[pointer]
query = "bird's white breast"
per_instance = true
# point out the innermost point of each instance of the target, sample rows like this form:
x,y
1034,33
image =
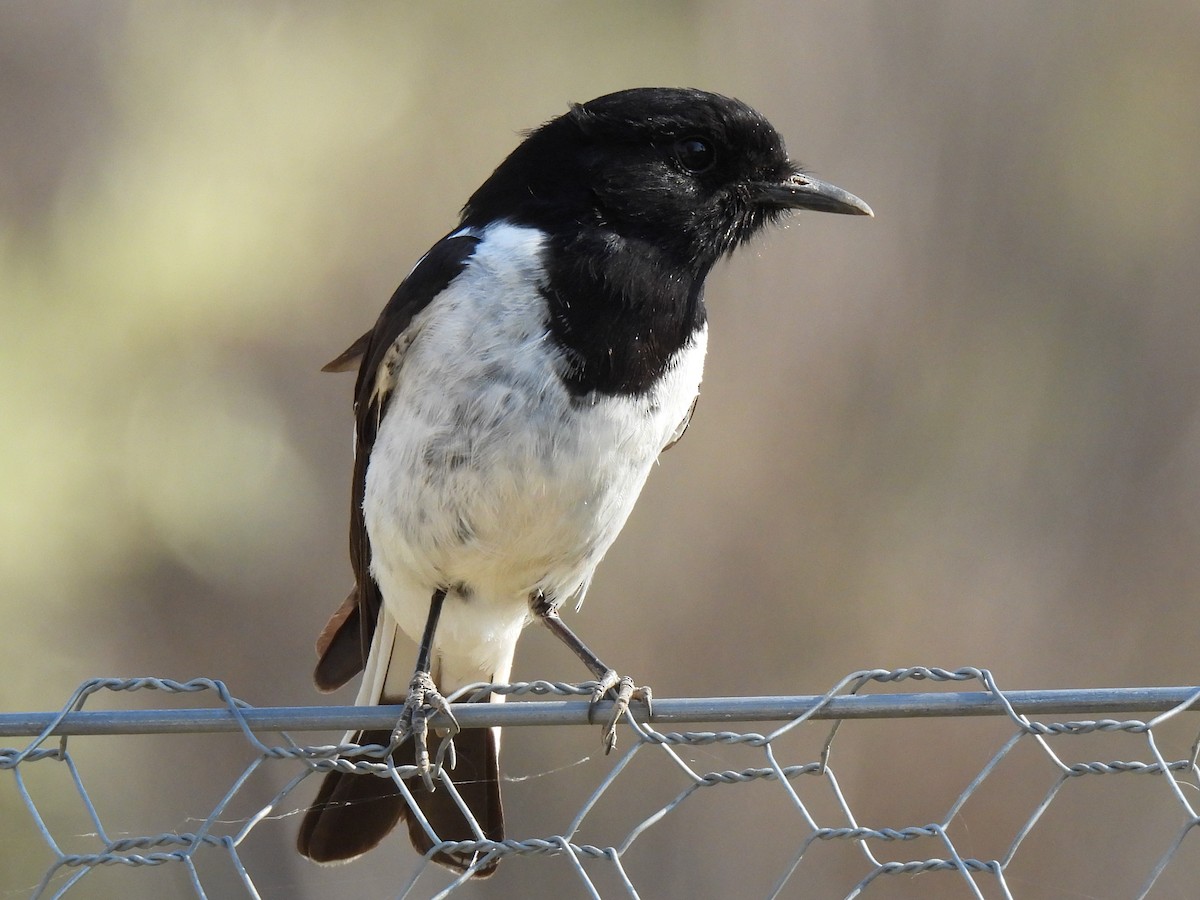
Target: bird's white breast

+===+

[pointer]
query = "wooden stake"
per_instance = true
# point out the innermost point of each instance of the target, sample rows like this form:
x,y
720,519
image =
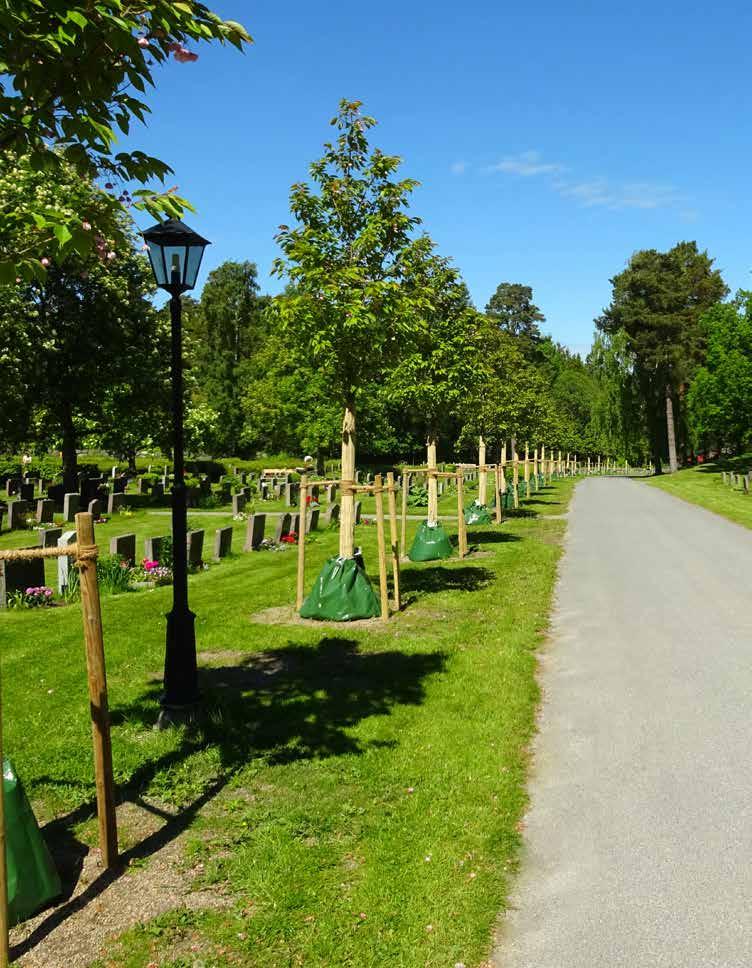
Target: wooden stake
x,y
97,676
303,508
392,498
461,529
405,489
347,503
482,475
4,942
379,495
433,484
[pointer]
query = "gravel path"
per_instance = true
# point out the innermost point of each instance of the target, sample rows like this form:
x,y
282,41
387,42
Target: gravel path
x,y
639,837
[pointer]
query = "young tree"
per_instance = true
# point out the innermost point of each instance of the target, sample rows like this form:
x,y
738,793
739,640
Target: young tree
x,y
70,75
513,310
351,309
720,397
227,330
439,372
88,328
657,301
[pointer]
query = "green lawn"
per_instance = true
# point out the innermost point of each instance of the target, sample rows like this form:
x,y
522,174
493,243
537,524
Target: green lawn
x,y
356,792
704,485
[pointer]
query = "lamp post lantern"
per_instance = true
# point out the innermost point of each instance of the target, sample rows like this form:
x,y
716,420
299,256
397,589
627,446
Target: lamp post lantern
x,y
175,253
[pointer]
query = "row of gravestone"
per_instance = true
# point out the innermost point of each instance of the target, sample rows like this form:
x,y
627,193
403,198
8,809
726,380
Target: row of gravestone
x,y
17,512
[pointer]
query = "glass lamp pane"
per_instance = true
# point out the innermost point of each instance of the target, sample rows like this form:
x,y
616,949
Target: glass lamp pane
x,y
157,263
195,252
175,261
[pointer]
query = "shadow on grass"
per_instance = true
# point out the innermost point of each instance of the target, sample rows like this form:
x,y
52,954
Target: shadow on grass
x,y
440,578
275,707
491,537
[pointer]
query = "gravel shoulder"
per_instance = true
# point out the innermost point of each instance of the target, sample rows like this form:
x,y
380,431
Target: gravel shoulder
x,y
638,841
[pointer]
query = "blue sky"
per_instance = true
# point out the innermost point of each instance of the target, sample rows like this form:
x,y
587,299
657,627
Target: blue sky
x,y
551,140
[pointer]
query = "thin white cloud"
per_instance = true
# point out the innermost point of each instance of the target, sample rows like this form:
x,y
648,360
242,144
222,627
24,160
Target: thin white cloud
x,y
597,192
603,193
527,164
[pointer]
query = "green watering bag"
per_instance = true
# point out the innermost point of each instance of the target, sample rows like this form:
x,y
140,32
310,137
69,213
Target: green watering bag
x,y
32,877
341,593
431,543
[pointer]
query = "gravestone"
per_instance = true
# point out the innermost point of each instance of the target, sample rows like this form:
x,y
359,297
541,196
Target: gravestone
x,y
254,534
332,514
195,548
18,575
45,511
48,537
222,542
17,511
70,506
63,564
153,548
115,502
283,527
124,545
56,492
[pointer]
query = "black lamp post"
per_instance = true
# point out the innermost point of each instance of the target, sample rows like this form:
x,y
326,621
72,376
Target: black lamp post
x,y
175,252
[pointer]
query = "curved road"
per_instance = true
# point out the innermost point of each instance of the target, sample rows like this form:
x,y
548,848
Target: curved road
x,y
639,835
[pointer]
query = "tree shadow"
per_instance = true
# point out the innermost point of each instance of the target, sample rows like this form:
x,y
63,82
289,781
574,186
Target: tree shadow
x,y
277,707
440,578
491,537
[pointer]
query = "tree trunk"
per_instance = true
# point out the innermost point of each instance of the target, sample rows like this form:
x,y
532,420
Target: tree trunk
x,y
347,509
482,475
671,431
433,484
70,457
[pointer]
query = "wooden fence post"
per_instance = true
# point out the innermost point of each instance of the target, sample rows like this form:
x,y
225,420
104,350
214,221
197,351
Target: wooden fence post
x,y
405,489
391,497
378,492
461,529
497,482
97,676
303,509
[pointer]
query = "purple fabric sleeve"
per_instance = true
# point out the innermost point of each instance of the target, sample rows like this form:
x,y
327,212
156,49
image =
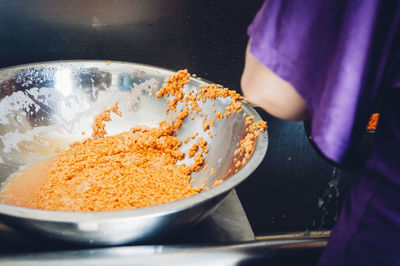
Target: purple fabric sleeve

+===+

Assignment: Write out every line of the preceding listing that contains "sleeve".

Result of the exercise:
query = "purple fabric sleeve"
Target: purple fabric sleeve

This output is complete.